TASK DIRECTIONS:
Could you copy, word for word, only the lines from the one containing "If you could segment every instance of the ticket" through the last line of the records below, both included?

- - -

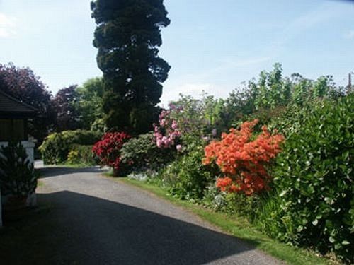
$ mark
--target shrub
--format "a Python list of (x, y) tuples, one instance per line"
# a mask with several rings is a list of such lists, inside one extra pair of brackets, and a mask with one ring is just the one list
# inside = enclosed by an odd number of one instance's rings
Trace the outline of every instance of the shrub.
[(353, 94), (316, 101), (275, 122), (287, 138), (273, 171), (278, 197), (270, 199), (278, 204), (270, 212), (278, 237), (347, 261), (354, 242), (353, 105)]
[(84, 131), (64, 131), (50, 134), (39, 147), (45, 164), (60, 164), (67, 160), (74, 145), (93, 145), (100, 139), (99, 133)]
[(0, 148), (0, 188), (4, 194), (23, 197), (33, 193), (37, 176), (33, 164), (21, 143), (8, 143)]
[(95, 159), (92, 147), (93, 146), (72, 145), (67, 155), (67, 163), (72, 165), (96, 165), (98, 161)]
[(188, 153), (205, 144), (205, 139), (217, 134), (223, 107), (224, 101), (212, 96), (196, 100), (181, 95), (160, 113), (159, 124), (154, 124), (157, 146)]
[(140, 134), (129, 139), (123, 144), (120, 156), (122, 161), (130, 164), (131, 169), (135, 172), (147, 168), (157, 170), (175, 157), (172, 150), (157, 147), (153, 133)]
[(202, 163), (202, 146), (179, 157), (160, 175), (170, 192), (181, 199), (202, 198), (208, 184), (214, 181), (215, 169)]
[(253, 128), (258, 120), (246, 122), (239, 130), (230, 129), (222, 140), (205, 147), (205, 165), (215, 162), (224, 174), (217, 181), (222, 191), (243, 192), (251, 195), (267, 189), (270, 180), (266, 165), (280, 151), (282, 136), (271, 135), (266, 126), (252, 141)]
[(125, 165), (121, 163), (120, 149), (129, 139), (130, 136), (124, 132), (107, 133), (92, 148), (101, 164), (111, 167), (115, 175), (118, 174), (118, 170), (120, 174), (125, 172)]

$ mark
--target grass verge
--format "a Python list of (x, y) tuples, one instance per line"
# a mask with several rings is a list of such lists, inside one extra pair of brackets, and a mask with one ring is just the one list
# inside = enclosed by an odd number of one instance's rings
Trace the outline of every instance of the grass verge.
[[(108, 177), (108, 174), (105, 174)], [(279, 242), (263, 234), (246, 220), (231, 216), (223, 213), (212, 211), (188, 201), (182, 201), (170, 196), (167, 191), (148, 183), (135, 179), (116, 178), (117, 181), (134, 185), (168, 200), (178, 206), (185, 207), (201, 218), (219, 227), (224, 232), (246, 241), (248, 244), (290, 264), (338, 264), (338, 261), (320, 257), (317, 254)]]

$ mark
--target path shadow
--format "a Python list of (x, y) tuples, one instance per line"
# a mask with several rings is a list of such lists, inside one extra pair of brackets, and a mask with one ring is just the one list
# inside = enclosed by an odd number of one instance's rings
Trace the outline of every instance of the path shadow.
[(40, 174), (40, 178), (46, 178), (56, 177), (62, 175), (75, 174), (75, 173), (102, 173), (108, 172), (107, 169), (103, 169), (98, 166), (88, 167), (67, 167), (64, 166), (47, 166), (36, 169)]
[(13, 252), (0, 235), (4, 264), (204, 264), (251, 249), (234, 237), (97, 197), (64, 191), (38, 199), (51, 210), (28, 224), (33, 238), (21, 231)]

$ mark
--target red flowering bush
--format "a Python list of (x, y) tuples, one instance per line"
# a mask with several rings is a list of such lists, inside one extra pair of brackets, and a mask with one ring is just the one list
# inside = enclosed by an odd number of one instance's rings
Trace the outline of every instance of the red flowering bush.
[(95, 143), (92, 151), (102, 165), (111, 167), (117, 172), (120, 167), (120, 149), (129, 139), (130, 136), (124, 132), (107, 133)]
[(224, 176), (217, 180), (217, 187), (229, 192), (243, 192), (246, 195), (268, 188), (270, 177), (266, 165), (280, 152), (284, 137), (271, 135), (267, 127), (254, 137), (252, 134), (258, 120), (246, 122), (241, 129), (231, 129), (205, 148), (203, 163), (215, 163)]

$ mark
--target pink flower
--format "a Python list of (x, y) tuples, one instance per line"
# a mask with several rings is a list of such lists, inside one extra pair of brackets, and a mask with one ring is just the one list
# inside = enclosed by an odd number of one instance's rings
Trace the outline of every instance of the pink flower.
[(217, 136), (217, 129), (213, 129), (212, 130), (212, 135), (215, 137)]
[(172, 125), (171, 126), (171, 127), (173, 130), (176, 130), (178, 127), (178, 125), (177, 125), (177, 122), (175, 120), (172, 122)]

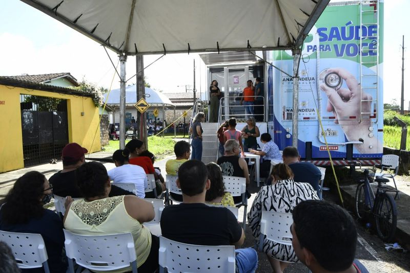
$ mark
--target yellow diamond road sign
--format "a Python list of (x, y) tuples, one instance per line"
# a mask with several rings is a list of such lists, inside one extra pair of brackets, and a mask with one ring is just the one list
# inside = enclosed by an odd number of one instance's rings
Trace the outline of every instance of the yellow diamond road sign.
[(150, 107), (150, 105), (144, 99), (141, 99), (134, 105), (141, 113), (144, 113)]

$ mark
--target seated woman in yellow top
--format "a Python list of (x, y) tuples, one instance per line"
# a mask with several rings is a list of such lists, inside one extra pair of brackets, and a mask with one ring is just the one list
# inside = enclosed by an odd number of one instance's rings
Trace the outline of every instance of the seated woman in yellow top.
[[(155, 217), (152, 204), (134, 195), (109, 197), (111, 184), (105, 167), (99, 162), (85, 163), (76, 171), (77, 184), (85, 198), (68, 198), (63, 219), (66, 229), (82, 235), (131, 233), (138, 272), (155, 271), (158, 267), (159, 240), (142, 225)], [(131, 270), (129, 266), (108, 272)]]
[(205, 201), (207, 204), (235, 207), (234, 198), (231, 193), (225, 191), (223, 177), (221, 167), (213, 162), (207, 164), (208, 178), (211, 180), (211, 188), (207, 191)]
[(178, 175), (178, 169), (182, 163), (189, 159), (191, 155), (191, 145), (184, 140), (181, 140), (174, 146), (174, 152), (176, 158), (169, 160), (165, 164), (167, 174)]

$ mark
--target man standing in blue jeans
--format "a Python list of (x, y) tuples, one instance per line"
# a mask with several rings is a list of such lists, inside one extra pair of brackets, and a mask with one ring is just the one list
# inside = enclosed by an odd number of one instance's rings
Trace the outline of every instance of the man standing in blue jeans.
[(255, 89), (252, 81), (249, 80), (247, 82), (247, 87), (243, 89), (243, 94), (240, 98), (240, 105), (245, 106), (245, 119), (248, 119), (248, 115), (254, 116), (255, 112), (253, 106), (255, 104)]
[[(242, 245), (245, 235), (234, 214), (226, 208), (205, 204), (205, 195), (211, 187), (205, 164), (197, 160), (183, 163), (176, 185), (183, 201), (164, 208), (159, 222), (163, 237), (190, 244)], [(236, 272), (255, 272), (258, 266), (255, 249), (240, 248), (235, 254)]]

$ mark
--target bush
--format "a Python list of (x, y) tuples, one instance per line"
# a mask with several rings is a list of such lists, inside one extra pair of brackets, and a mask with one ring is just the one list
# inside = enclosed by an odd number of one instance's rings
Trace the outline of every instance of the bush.
[(383, 116), (384, 125), (399, 126), (399, 124), (393, 119), (395, 117), (397, 117), (397, 118), (405, 122), (408, 126), (410, 126), (410, 116), (408, 115), (402, 115), (395, 111), (391, 110), (387, 110), (384, 111)]
[[(385, 146), (400, 149), (401, 140), (401, 128), (385, 126), (383, 128), (383, 141)], [(406, 150), (410, 150), (410, 131), (407, 131), (406, 139)]]

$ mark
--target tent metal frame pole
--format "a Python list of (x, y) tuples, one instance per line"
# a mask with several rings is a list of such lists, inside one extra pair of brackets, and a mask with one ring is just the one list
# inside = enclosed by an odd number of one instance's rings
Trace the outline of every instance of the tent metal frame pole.
[(119, 55), (120, 65), (119, 89), (119, 148), (125, 148), (125, 76), (127, 56)]
[(292, 145), (298, 147), (298, 122), (299, 119), (299, 63), (300, 61), (300, 49), (294, 49), (292, 51), (293, 55), (293, 101)]

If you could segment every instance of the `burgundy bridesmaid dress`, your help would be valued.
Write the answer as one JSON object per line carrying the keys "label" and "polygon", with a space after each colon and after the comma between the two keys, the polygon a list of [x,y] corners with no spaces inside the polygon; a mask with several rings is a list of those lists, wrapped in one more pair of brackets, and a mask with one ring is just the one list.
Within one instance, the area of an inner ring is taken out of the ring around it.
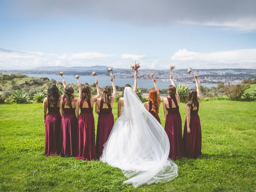
{"label": "burgundy bridesmaid dress", "polygon": [[60,152],[59,141],[61,125],[60,107],[51,107],[48,101],[48,113],[45,119],[44,155],[54,156]]}
{"label": "burgundy bridesmaid dress", "polygon": [[90,100],[87,101],[88,108],[83,108],[84,101],[80,103],[81,112],[78,118],[78,126],[76,158],[91,160],[95,159],[95,130]]}
{"label": "burgundy bridesmaid dress", "polygon": [[77,119],[75,108],[65,108],[66,98],[62,102],[63,111],[61,120],[60,144],[61,155],[76,155]]}
{"label": "burgundy bridesmaid dress", "polygon": [[[169,108],[165,121],[164,129],[170,142],[169,157],[170,159],[180,159],[183,156],[181,117],[176,97],[167,97]],[[172,108],[172,100],[176,107]]]}
{"label": "burgundy bridesmaid dress", "polygon": [[155,118],[156,119],[156,120],[157,120],[158,121],[158,122],[159,122],[159,123],[161,124],[161,121],[160,121],[160,118],[159,118],[159,116],[158,115],[157,115],[157,114],[156,114],[156,113],[155,113],[154,112],[154,111],[152,111],[152,102],[151,101],[150,101],[149,102],[149,109],[148,109],[148,111],[150,113],[152,114],[152,116],[155,117]]}
{"label": "burgundy bridesmaid dress", "polygon": [[103,108],[103,100],[102,98],[100,100],[96,138],[96,154],[98,159],[100,159],[102,154],[104,148],[103,145],[108,140],[114,124],[114,115],[112,113],[111,105],[108,104],[108,108]]}
{"label": "burgundy bridesmaid dress", "polygon": [[183,144],[184,154],[185,157],[196,158],[202,154],[202,134],[201,133],[201,123],[198,114],[198,108],[193,110],[193,106],[190,108],[190,121],[189,127],[191,132],[188,133],[187,130],[187,118],[186,118],[183,132]]}

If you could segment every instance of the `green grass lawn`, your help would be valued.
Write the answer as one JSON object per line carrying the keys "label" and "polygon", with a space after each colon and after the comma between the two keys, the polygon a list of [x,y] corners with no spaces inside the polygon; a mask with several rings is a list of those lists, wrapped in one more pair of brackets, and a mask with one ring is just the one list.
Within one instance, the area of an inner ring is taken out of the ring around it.
{"label": "green grass lawn", "polygon": [[[136,188],[99,161],[45,157],[42,105],[0,105],[1,191],[256,191],[256,101],[202,102],[202,155],[175,160],[179,176],[173,181]],[[160,113],[164,126],[162,105]]]}

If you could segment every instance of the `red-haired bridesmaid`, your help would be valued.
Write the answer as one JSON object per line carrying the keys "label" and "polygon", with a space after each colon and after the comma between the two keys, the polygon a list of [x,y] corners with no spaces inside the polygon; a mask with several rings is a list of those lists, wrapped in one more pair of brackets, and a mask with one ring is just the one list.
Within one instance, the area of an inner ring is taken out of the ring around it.
{"label": "red-haired bridesmaid", "polygon": [[[76,155],[77,132],[77,119],[75,110],[79,98],[73,95],[71,86],[66,86],[63,80],[64,94],[60,100],[60,113],[62,115],[60,145],[61,155]],[[80,84],[78,83],[78,87]]]}
{"label": "red-haired bridesmaid", "polygon": [[159,94],[159,90],[156,84],[156,79],[153,77],[153,82],[155,86],[155,89],[151,89],[148,93],[148,97],[147,102],[143,104],[144,106],[150,113],[153,115],[161,124],[160,118],[158,115],[159,113],[159,107],[161,103],[161,98]]}
{"label": "red-haired bridesmaid", "polygon": [[164,129],[170,142],[169,157],[180,159],[183,156],[183,144],[181,117],[179,109],[179,94],[175,84],[170,76],[172,85],[168,87],[168,96],[163,100],[164,112],[166,119]]}
{"label": "red-haired bridesmaid", "polygon": [[187,116],[183,132],[184,156],[196,158],[202,154],[201,123],[198,114],[200,96],[200,88],[195,74],[196,90],[191,89],[188,94],[188,101],[186,103]]}
{"label": "red-haired bridesmaid", "polygon": [[110,76],[113,87],[113,93],[109,86],[103,87],[102,98],[97,100],[95,112],[99,115],[96,138],[96,154],[98,159],[102,154],[103,145],[108,140],[114,124],[112,107],[116,99],[116,89],[114,83],[113,76]]}
{"label": "red-haired bridesmaid", "polygon": [[[43,110],[45,126],[44,155],[54,156],[59,154],[59,140],[61,124],[60,113],[60,93],[56,85],[51,85],[47,91],[48,95],[44,100]],[[48,113],[46,115],[46,111]]]}
{"label": "red-haired bridesmaid", "polygon": [[[78,119],[76,158],[86,160],[96,158],[94,118],[93,105],[100,96],[98,80],[95,81],[97,95],[92,97],[90,87],[85,85],[82,89],[80,98],[77,101],[76,115]],[[78,116],[79,108],[81,110]]]}

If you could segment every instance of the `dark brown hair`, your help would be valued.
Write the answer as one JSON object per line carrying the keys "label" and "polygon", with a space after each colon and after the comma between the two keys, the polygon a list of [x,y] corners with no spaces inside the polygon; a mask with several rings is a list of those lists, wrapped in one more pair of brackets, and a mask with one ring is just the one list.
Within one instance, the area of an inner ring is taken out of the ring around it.
{"label": "dark brown hair", "polygon": [[92,98],[91,90],[88,85],[84,85],[82,88],[80,98],[82,100],[88,101]]}
{"label": "dark brown hair", "polygon": [[126,83],[124,85],[124,90],[123,90],[123,92],[122,93],[122,97],[124,97],[124,89],[127,87],[132,87],[132,86],[131,86],[131,85],[128,84],[128,83]]}
{"label": "dark brown hair", "polygon": [[196,107],[198,109],[199,102],[197,99],[197,91],[195,89],[191,89],[188,93],[188,99],[186,104],[189,107]]}
{"label": "dark brown hair", "polygon": [[63,100],[66,98],[66,100],[65,104],[69,106],[70,108],[72,108],[72,102],[74,100],[74,88],[71,86],[66,86],[64,89],[64,94],[63,95]]}
{"label": "dark brown hair", "polygon": [[110,104],[112,101],[112,92],[111,88],[109,86],[105,86],[103,87],[102,91],[102,98],[103,102],[107,104]]}
{"label": "dark brown hair", "polygon": [[148,101],[152,102],[152,108],[156,116],[159,113],[159,105],[161,102],[161,99],[159,98],[158,93],[154,89],[152,89],[148,93]]}
{"label": "dark brown hair", "polygon": [[53,107],[57,107],[57,104],[60,96],[60,93],[56,85],[52,85],[48,88],[47,90],[48,102]]}
{"label": "dark brown hair", "polygon": [[175,96],[176,94],[176,88],[173,85],[169,85],[168,87],[167,90],[168,95],[172,98],[173,98]]}

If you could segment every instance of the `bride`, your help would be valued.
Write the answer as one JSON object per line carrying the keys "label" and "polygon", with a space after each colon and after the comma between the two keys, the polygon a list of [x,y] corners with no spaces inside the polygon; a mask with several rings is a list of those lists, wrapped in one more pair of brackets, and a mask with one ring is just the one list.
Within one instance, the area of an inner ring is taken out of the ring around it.
{"label": "bride", "polygon": [[[122,170],[135,187],[164,182],[178,176],[178,166],[168,158],[170,144],[164,130],[145,108],[134,88],[125,85],[118,101],[118,118],[105,144],[100,160]],[[122,115],[120,115],[122,108]]]}

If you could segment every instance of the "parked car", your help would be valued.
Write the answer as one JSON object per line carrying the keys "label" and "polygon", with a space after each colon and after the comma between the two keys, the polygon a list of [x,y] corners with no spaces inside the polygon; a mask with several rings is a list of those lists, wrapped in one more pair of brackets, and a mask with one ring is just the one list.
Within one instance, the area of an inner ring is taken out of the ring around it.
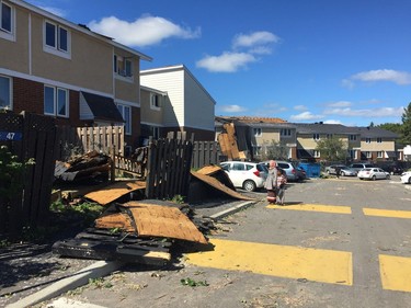
{"label": "parked car", "polygon": [[377,180],[377,179],[389,179],[390,174],[387,171],[384,171],[381,168],[365,168],[358,171],[357,174],[359,180]]}
{"label": "parked car", "polygon": [[[270,161],[262,162],[266,168],[269,168]],[[297,167],[289,161],[283,161],[283,160],[276,160],[277,168],[285,171],[285,174],[287,175],[288,182],[297,182],[301,181],[302,179],[298,175],[299,172],[297,170]],[[302,176],[302,175],[301,175]]]}
{"label": "parked car", "polygon": [[331,164],[326,167],[326,173],[328,174],[336,174],[336,169],[340,168],[340,175],[341,176],[356,176],[357,171],[351,169],[344,164]]}
{"label": "parked car", "polygon": [[401,183],[411,184],[411,171],[406,171],[401,174]]}
{"label": "parked car", "polygon": [[226,171],[235,187],[253,192],[264,186],[269,169],[263,163],[248,161],[224,161],[220,167]]}
{"label": "parked car", "polygon": [[349,166],[349,168],[354,169],[356,172],[358,172],[362,169],[373,168],[373,167],[374,167],[373,163],[368,163],[368,162],[355,162]]}

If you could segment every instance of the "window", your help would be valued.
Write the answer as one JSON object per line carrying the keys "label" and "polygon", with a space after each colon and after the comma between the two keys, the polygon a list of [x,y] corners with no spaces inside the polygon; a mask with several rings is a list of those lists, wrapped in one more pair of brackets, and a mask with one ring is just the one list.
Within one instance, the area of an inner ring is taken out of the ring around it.
{"label": "window", "polygon": [[132,107],[125,105],[117,105],[119,113],[123,116],[123,119],[126,122],[124,124],[124,130],[126,135],[132,135]]}
{"label": "window", "polygon": [[158,127],[158,126],[151,126],[151,127],[150,127],[150,133],[151,133],[151,136],[152,136],[155,139],[160,138],[160,127]]}
{"label": "window", "polygon": [[56,87],[44,87],[44,114],[68,117],[68,91]]}
{"label": "window", "polygon": [[160,99],[161,96],[159,94],[150,93],[150,107],[159,110],[161,107]]}
{"label": "window", "polygon": [[0,76],[0,109],[11,110],[11,79]]}
{"label": "window", "polygon": [[0,7],[0,30],[11,33],[13,28],[13,23],[12,23],[12,8],[5,3],[1,3]]}
{"label": "window", "polygon": [[253,128],[254,137],[261,137],[263,135],[261,128]]}
{"label": "window", "polygon": [[132,60],[114,55],[114,72],[122,77],[133,77]]}
{"label": "window", "polygon": [[260,156],[260,153],[261,153],[261,147],[260,146],[253,146],[252,147],[252,153],[254,156]]}
{"label": "window", "polygon": [[70,36],[67,28],[45,22],[44,25],[45,50],[57,55],[67,55],[69,53]]}

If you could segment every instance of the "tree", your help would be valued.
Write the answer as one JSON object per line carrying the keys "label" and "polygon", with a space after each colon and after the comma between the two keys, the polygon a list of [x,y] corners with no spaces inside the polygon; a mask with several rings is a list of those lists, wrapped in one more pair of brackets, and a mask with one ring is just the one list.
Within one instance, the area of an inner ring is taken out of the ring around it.
{"label": "tree", "polygon": [[318,140],[316,150],[328,161],[345,161],[347,156],[346,142],[335,137]]}
{"label": "tree", "polygon": [[402,116],[402,138],[401,141],[404,145],[411,145],[411,103],[403,110]]}

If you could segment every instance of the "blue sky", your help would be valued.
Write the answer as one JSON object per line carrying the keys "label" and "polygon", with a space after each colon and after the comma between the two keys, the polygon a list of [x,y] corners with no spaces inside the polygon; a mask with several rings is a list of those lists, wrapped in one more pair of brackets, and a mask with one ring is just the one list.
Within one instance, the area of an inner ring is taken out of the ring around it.
{"label": "blue sky", "polygon": [[32,0],[153,58],[185,65],[216,115],[401,123],[411,102],[409,0]]}

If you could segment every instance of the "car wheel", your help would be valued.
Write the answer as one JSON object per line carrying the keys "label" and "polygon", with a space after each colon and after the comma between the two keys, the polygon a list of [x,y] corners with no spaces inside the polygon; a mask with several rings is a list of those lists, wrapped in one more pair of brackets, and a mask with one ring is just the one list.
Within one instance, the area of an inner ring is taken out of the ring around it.
{"label": "car wheel", "polygon": [[242,187],[243,187],[244,191],[253,192],[253,191],[255,191],[256,185],[255,185],[254,181],[252,181],[252,180],[247,180],[247,181],[242,184]]}

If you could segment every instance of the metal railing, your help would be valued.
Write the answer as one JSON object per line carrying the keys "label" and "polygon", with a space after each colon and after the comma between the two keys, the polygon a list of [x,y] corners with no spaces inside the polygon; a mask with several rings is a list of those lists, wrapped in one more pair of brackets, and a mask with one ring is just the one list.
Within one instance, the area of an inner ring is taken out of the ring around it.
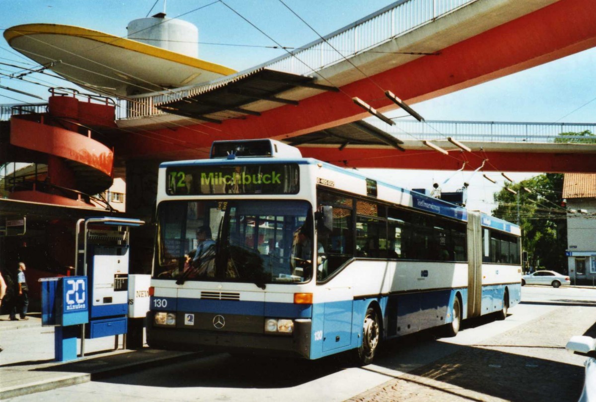
{"label": "metal railing", "polygon": [[233,79],[235,76],[262,68],[297,75],[310,74],[370,50],[476,1],[477,0],[399,0],[322,39],[232,76],[200,86],[138,95],[131,97],[131,100],[120,101],[117,118],[136,119],[166,115],[156,105],[191,96],[197,88],[218,85],[221,81]]}
{"label": "metal railing", "polygon": [[377,120],[367,122],[400,140],[441,140],[486,143],[573,143],[596,144],[596,135],[562,135],[588,131],[596,134],[594,123],[530,123],[444,120],[396,120],[395,126]]}
{"label": "metal railing", "polygon": [[45,113],[47,112],[47,103],[0,105],[0,121],[7,122],[13,115]]}

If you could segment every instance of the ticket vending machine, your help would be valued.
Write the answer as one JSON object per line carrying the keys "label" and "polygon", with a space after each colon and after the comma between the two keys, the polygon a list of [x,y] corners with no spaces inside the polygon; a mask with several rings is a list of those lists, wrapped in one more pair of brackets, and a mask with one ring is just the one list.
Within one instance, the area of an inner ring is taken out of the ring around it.
{"label": "ticket vending machine", "polygon": [[[77,223],[75,268],[77,274],[86,277],[89,282],[89,322],[82,326],[82,356],[85,355],[85,339],[127,333],[129,230],[144,223],[110,217],[89,218]],[[82,248],[80,238],[83,240]]]}

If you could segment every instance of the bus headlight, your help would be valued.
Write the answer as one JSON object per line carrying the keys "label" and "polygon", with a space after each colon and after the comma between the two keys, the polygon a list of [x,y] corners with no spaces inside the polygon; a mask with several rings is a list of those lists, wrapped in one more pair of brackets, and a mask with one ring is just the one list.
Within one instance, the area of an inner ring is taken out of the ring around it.
{"label": "bus headlight", "polygon": [[158,311],[155,313],[154,321],[157,325],[176,325],[176,314],[173,313]]}
{"label": "bus headlight", "polygon": [[294,332],[294,321],[285,318],[266,318],[265,332],[291,333]]}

- - -

ANSWER FOR THIS EXERCISE:
If you could segment every instance of the ticket vending machine, your help would be valued.
Write the answer as one JSON object per line carrying the keys "label" and "polygon", with a space after each colon and after the comma between the two keys, the polygon a list of [x,y] corners with no spaces inside the polygon; a mask with several rings is a list of those lists, wrapped in one more pair of brackets, and a mask with one ring is just the one list.
Within one instance, the area of an inner ring is taken out of the ring around it.
{"label": "ticket vending machine", "polygon": [[[77,223],[75,268],[77,274],[86,277],[89,282],[89,322],[82,326],[82,356],[85,355],[85,339],[127,333],[129,230],[144,223],[110,217],[89,218]],[[82,248],[80,238],[83,240]]]}

If you could segment every instance of the bus headlight, your help would be valued.
Write the answer as one JSON object per line carrying the keys "label" and "polygon", with a space after each colon and after the comma between the two keys, the polygon a list of [x,y] corners with no spaces inside the polygon; a mask with several rings is a list of those lists, wrapped in one more pair of brackets, and a mask with one ring is just the one list.
Within one instance, the area of an inner ring is taken out of the ring around it.
{"label": "bus headlight", "polygon": [[158,311],[155,313],[154,321],[157,325],[176,325],[176,314],[173,313]]}
{"label": "bus headlight", "polygon": [[294,332],[294,321],[285,318],[266,318],[265,332],[291,333]]}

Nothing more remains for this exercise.